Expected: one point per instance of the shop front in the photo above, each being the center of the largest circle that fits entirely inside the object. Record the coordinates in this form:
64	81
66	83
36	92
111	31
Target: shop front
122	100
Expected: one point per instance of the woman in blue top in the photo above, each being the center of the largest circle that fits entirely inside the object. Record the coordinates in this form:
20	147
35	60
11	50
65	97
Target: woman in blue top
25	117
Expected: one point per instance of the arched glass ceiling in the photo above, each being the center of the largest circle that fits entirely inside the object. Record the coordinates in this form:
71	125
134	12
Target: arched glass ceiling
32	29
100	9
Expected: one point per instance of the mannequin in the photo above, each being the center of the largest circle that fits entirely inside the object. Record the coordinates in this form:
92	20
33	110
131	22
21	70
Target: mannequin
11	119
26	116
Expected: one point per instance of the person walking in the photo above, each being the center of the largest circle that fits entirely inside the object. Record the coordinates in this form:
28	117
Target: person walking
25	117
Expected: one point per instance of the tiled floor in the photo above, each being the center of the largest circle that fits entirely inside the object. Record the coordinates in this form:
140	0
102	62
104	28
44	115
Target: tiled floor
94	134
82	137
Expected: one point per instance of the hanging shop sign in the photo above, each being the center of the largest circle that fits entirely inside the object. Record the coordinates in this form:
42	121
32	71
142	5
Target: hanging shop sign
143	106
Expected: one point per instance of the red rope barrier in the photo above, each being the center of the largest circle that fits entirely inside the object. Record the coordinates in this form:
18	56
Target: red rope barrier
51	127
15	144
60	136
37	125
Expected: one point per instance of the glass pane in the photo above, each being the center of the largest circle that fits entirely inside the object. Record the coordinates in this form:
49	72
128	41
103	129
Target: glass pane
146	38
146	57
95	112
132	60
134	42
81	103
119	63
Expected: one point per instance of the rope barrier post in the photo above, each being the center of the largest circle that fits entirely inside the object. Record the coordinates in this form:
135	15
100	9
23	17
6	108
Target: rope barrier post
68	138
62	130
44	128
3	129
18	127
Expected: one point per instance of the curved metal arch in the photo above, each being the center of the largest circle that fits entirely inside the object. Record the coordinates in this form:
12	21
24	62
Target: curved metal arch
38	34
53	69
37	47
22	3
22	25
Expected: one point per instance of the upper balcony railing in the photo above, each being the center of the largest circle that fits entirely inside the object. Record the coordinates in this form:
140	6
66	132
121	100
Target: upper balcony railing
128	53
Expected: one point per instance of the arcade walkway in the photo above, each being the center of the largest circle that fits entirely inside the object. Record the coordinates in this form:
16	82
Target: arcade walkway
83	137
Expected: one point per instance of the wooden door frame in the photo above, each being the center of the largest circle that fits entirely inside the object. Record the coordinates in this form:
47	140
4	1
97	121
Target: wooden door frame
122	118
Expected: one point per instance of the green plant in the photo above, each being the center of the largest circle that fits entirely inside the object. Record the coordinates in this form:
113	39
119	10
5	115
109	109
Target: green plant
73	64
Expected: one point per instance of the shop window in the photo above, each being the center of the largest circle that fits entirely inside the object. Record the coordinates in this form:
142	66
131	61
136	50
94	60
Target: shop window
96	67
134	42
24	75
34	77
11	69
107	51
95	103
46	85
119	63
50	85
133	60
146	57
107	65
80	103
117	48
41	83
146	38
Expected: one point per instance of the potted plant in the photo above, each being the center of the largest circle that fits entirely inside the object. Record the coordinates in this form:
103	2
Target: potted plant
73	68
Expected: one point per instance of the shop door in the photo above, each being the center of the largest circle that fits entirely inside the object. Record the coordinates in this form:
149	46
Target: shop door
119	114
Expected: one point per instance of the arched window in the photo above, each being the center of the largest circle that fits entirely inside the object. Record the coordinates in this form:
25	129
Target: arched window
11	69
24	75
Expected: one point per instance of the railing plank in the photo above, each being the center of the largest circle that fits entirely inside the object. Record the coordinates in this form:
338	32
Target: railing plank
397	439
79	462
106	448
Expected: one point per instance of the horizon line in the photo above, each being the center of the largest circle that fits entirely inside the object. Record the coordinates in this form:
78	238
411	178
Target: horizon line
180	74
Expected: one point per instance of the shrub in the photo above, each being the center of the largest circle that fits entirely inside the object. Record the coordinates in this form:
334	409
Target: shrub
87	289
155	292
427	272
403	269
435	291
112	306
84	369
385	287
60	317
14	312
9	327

::::::

Directions: Reproduce all of the material above verbatim, line for line, with no alterations.

Response below:
Expected: one point per instance of the shop front in the photo above, each being the center of the largest circle that fits entirely inside the object. Record the coordinates in this form:
64	81
66	83
36	92
111	31
Target: shop front
122	100
Expected: one point per instance of the woman in blue top in the photo above, each being the center of the largest circle that fits entirely inside the object. Record the coordinates in this form:
20	147
35	60
11	50
65	97
Target: woman in blue top
25	117
Expected: one point per instance of the arched glass ceiling in the photo above, each being the center of the largest circle that fits entirely inside the object. Record the coordinates in this form:
71	125
134	12
Target: arched glass ceiling
32	29
100	9
Expected: one point per instance of the mannequin in the photo above, each being the center of the largest circle that fits entirely inside the object. Record the coordinates in this form:
92	20
33	110
131	22
21	70
Target: mannequin
11	119
26	116
Expected: one point per instance of the person walking in the photo above, each being the center of the largest circle that fits entirely inside the object. Record the coordinates in this form:
28	117
Target: person walking
25	117
Expected: one point per instance of the tiled floor in the photo above, each being the center of the largest circle that fits entirely inside the object. Record the coordinates in this form:
140	0
102	62
104	28
44	115
Target: tiled floor
94	134
82	137
Expected: one point per instance of the hanging shop sign in the photo above, each being the center of the largest circle that fits entirely inside the object. Record the coordinates in this form:
42	121
32	71
142	5
Target: hanging shop sign
143	106
Expected: one point per instance of the red rope barrier in the photo above, each being the center of the largest circle that fits entirely inside the object. Record the coordinates in this form:
18	56
Target: red rope barrier
51	127
15	144
60	136
37	125
Expected: one point per instance of the glass pane in the photo above, each being the center of the largest circle that fits entirely inside the object. Record the coordinates in this form:
49	72
128	41
103	129
Target: glass pane
146	38
146	57
95	112
132	60
134	42
81	103
119	63
Expected: one point per instance of the rope barrier post in the photo above, each being the center of the largest circle that fits entirely inside the object. Record the coordinates in this form:
135	15
100	9
23	17
6	108
Target: rope barrier post
68	138
62	130
44	128
3	129
18	127
Expected: one point per instance of the curved metal arch in the photo above, each being the center of the largest circle that fits entirely inside the object. Record the coordinates in this form:
12	21
24	62
Target: curved metal arch
38	34
53	69
37	47
22	3
22	25
Expected: one point per instance of the upper balcony railing in the photo above, each being the center of the largest circle that fits entirely inside the object. Record the coordinates in this form:
140	6
66	132
121	100
Target: upper balcony railing
128	53
Expected: one point per instance of the arcade walkway in the photo above, each being the center of the largest circle that fits entirely inside the object. Record the coordinates in this form:
16	82
Target: arcade walkway
83	137
Expected: one point per instance of the wooden door frame in the photo above, each being the center of the largest circle that fits entirely inside the object. Record the coordinates in this form:
47	140
4	1
97	121
Target: wooden door frame
122	118
Expected: one point per instance of the green plant in the photo above, each being the center of the largest circle that fits entirely inside the object. Record the coordinates in this form:
113	39
119	10
5	115
109	109
Target: green plant
73	64
Expected: one point per instance of the shop window in the photo above, each being the center of the largest circle that fits entirely inside the object. Record the coordinates in this form:
142	66
131	61
136	50
94	60
Target: shop window
96	67
134	42
24	75
34	77
11	69
107	51
95	103
46	85
119	63
50	85
133	60
146	57
107	65
80	103
117	48
41	83
146	38
Expected: one point per instance of the potted plant in the photo above, each being the center of the largest circle that fits entirely inside the object. Record the coordinates in this form:
103	2
Target: potted plant
73	68
Expected: one point per instance of the shop door in the photo above, each being the center of the largest circle that fits entirely inside the object. Record the coordinates in this form:
149	46
Target: shop door
119	114
Expected: one point per instance of the arched window in the photo above, each being the center of the largest circle that fits entirely inside the object. Record the coordinates in this form:
25	129
Target: arched window
11	69
24	75
Expected: one point per instance of the railing plank in the photo above, each being the center of the largest circle that fits entirely inside the object. Record the coordinates in this form:
338	32
Target: railing plank
397	439
79	462
106	448
Expected: one point per instance of the horizon line in the photo above, each being the center of the largest circle that fits entirely inside the object. Record the coordinates in this form:
78	238
411	178
Target: horizon line
180	74
Expected: one point per instance of the shrub in the photo above, each being the center of the largest circle that fits entirely inside the object. Record the coordinates in this form:
334	409
Target: shrub
87	289
155	292
427	272
403	269
435	291
112	306
84	369
385	287
60	317
14	312
9	327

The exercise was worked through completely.